» **REQUEST**: Add -22 to every coordinate in the answers, and give again all the lines of the records starting at the first line and ending at the line containing "(1038, 197)", requests included.

» **DATASET EXCERPTS**:

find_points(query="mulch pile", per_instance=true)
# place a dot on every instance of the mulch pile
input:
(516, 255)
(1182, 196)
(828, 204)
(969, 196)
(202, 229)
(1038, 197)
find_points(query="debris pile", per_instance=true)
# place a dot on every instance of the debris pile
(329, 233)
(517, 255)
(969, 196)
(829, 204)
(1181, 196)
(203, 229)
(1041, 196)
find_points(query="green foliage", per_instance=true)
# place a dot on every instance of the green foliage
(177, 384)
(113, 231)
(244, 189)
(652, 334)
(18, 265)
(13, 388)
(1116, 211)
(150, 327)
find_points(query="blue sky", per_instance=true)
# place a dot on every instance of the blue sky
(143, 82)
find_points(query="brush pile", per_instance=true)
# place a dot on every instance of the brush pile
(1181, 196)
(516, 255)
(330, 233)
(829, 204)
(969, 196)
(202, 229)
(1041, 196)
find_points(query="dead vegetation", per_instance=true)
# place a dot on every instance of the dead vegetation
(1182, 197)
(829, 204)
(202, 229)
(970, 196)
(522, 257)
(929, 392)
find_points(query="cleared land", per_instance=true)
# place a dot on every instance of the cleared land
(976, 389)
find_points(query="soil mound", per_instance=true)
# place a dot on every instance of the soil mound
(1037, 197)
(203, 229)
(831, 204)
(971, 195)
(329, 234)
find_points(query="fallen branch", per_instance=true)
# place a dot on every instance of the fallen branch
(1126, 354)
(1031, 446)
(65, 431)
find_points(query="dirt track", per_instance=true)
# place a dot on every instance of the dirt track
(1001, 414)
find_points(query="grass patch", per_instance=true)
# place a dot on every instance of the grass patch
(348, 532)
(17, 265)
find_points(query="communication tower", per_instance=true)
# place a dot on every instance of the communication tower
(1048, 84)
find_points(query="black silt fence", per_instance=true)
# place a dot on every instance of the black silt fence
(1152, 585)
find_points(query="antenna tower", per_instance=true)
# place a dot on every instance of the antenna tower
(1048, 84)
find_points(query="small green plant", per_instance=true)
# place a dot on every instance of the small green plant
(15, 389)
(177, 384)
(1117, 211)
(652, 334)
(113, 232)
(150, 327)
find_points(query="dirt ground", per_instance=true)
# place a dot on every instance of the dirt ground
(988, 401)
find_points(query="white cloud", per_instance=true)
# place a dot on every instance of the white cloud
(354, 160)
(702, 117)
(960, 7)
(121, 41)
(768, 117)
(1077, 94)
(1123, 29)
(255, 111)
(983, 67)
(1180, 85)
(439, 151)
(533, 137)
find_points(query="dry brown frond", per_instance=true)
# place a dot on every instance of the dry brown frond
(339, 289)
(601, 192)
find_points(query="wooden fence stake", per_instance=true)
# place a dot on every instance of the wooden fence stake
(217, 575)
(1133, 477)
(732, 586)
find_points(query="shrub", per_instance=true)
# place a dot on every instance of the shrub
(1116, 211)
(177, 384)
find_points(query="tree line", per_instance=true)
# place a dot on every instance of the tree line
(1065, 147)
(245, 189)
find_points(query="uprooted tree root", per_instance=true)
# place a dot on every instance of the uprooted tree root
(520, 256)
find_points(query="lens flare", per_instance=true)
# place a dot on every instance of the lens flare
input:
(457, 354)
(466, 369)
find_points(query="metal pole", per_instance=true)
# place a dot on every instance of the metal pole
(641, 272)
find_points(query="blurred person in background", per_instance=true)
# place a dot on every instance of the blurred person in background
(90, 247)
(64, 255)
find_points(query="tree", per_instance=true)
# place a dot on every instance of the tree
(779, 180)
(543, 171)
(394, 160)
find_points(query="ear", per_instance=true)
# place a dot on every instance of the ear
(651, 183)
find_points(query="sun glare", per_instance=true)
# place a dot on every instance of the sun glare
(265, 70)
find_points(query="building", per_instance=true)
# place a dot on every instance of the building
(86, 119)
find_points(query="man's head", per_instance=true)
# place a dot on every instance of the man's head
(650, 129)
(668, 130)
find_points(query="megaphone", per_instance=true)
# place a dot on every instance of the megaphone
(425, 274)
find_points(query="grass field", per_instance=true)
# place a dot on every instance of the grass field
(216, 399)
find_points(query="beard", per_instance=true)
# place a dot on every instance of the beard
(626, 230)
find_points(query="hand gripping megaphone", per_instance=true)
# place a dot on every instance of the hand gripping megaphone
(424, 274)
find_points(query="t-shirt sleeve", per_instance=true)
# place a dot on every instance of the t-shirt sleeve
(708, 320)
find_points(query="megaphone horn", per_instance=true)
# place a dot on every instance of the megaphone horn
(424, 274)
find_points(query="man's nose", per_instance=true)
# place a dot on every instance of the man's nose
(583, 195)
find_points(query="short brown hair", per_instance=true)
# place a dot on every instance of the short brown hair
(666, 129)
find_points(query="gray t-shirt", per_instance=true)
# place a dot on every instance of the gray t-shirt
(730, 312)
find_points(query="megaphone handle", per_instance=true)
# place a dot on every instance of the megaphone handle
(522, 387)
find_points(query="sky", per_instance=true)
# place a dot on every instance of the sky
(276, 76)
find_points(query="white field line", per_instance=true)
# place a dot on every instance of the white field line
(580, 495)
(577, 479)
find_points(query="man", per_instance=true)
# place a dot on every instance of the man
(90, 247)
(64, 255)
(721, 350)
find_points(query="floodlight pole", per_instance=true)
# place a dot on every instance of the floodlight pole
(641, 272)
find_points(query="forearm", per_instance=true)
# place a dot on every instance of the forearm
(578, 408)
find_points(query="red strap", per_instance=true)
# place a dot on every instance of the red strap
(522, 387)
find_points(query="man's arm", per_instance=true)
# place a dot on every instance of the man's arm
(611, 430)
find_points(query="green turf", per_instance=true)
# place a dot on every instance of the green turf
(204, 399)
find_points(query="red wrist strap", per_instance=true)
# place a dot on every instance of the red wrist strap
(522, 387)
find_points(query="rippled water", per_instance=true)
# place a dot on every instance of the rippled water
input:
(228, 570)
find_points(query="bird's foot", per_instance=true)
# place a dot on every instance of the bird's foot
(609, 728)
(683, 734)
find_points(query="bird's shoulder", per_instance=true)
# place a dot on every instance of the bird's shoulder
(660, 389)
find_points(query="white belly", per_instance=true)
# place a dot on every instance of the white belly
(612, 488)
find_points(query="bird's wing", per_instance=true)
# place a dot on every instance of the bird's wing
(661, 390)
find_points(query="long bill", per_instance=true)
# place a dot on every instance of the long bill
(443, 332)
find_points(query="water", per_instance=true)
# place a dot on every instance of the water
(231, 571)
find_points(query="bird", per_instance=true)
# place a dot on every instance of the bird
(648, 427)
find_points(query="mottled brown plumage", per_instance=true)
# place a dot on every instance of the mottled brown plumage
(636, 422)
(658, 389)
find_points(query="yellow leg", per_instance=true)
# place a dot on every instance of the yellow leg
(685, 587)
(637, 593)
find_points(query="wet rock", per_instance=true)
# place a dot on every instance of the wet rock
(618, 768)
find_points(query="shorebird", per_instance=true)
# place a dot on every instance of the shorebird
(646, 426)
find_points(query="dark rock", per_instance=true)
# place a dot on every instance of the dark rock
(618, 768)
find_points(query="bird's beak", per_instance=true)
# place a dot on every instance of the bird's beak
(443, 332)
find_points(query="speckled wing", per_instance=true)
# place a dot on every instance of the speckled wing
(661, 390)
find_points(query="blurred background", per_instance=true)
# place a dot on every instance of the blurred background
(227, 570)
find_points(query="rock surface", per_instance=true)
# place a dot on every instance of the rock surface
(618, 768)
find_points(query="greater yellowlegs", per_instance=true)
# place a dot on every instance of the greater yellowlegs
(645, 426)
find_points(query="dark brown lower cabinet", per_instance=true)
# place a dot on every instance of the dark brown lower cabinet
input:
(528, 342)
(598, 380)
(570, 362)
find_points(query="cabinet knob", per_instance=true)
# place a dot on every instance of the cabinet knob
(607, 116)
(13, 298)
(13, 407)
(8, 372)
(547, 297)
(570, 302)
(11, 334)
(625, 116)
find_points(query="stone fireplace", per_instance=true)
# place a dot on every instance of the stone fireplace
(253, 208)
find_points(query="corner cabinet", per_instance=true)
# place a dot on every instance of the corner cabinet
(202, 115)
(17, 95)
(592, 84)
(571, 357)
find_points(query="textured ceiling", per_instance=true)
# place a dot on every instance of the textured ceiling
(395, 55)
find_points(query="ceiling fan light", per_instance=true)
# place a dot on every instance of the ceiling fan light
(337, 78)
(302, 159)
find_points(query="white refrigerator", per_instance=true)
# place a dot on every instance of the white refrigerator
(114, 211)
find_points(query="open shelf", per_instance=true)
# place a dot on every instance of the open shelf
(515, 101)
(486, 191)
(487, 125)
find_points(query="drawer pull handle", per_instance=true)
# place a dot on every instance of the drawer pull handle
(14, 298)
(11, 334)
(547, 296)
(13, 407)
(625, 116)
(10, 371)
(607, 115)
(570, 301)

» **RESPONSE**:
find_points(query="mulch pile", per_instance=true)
# place a dot on every instance of the mulch pile
input:
(494, 233)
(1160, 174)
(806, 182)
(947, 174)
(180, 207)
(1016, 175)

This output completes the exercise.